→ Passage shown:
=-=-=
With guest host Sacha Pfeiffer.
Rethinking what we need versus what we want. Author Ann Patchett took up the challenge.
This show airs Wednesday at 11 a.m. EST.
Guests:
Ann Patchett, author of seven novels and three works of non-fiction, co-owner of Parnassus Books in Nashville, Tennessee.
Elissa Kim, didn’t shop for a year after taking a trip to India. She inspired her friend Ann Patchett to embark on “year of no shopping.”
Tim Kasser, professor and chair of psychology at Knox College who wrote the forthcoming book “ Hypercapitalism: The Modern Economy, Its Values, And How To Change Them.”
From The Reading List:
New York Times: My Year Of No Shopping — “The idea began in February 2009 over lunch with my friend Elissa, someone I like but rarely see. She walked into the restaurant wearing a fitted black coat with a high collar.
=-=-=
→ Provided material:
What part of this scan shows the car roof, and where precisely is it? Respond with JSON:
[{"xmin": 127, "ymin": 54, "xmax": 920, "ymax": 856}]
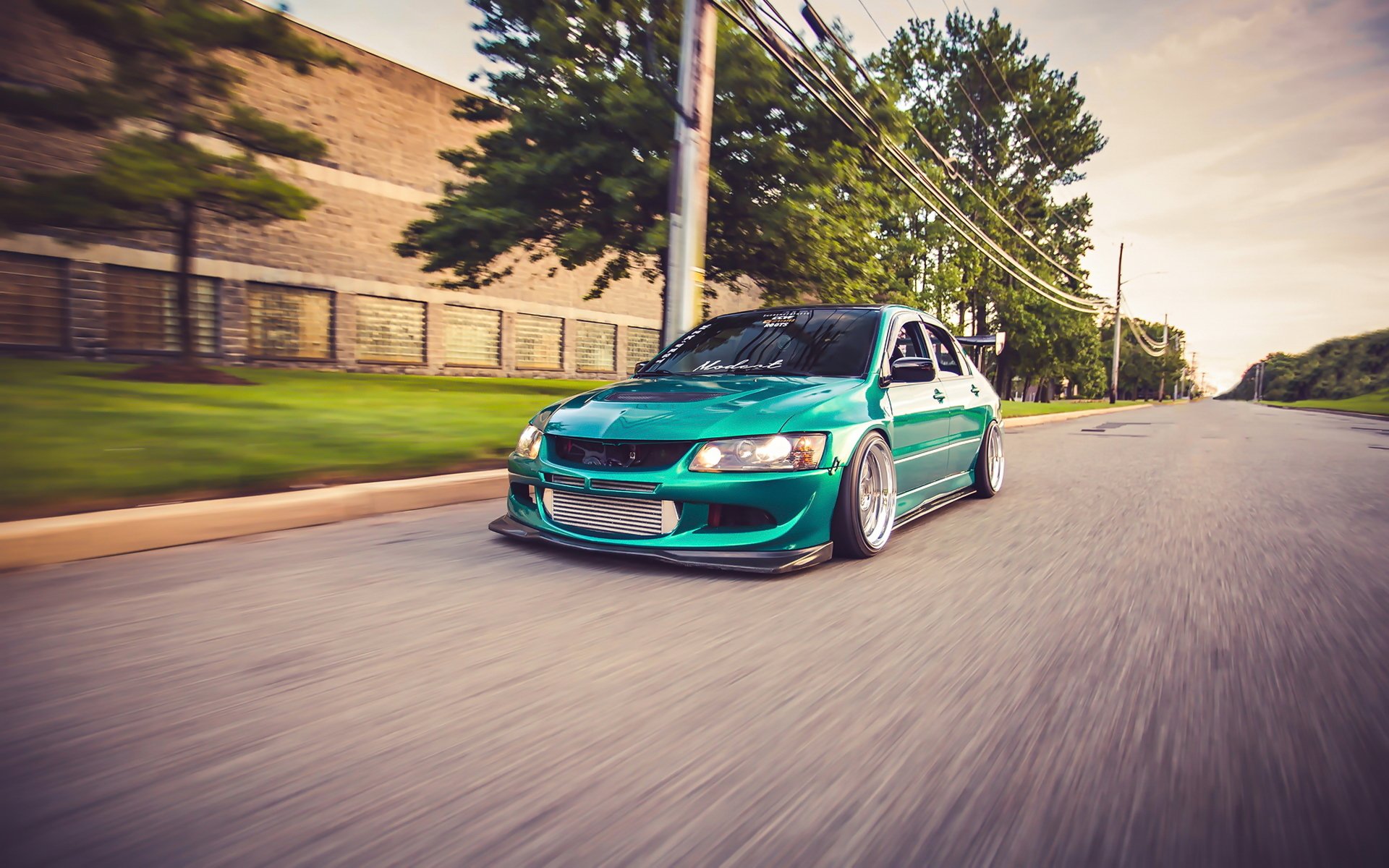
[{"xmin": 714, "ymin": 304, "xmax": 953, "ymax": 333}]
=-=-=
→ Objective: Set down the entire program listing on the year of no shopping word for word. The material was drawn from a separate source.

→ Written reply:
With guest host Sacha Pfeiffer.
Rethinking what we need versus what we want. Author Ann Patchett took up the challenge.
This show airs Wednesday at 11 a.m. EST.
Guests:
Ann Patchett, author of seven novels and three works of non-fiction, co-owner of Parnassus Books in Nashville, Tennessee.
Elissa Kim, didn’t shop for a year after taking a trip to India. She inspired her friend Ann Patchett to embark on “year of no shopping.”
Tim Kasser, professor and chair of psychology at Knox College who wrote the forthcoming book “ Hypercapitalism: The Modern Economy, Its Values, And How To Change Them.”
From The Reading List:
New York Times: My Year Of No Shopping — “The idea began in February 2009 over lunch with my friend Elissa, someone I like but rarely see. She walked into the restaurant wearing a fitted black coat with a high collar.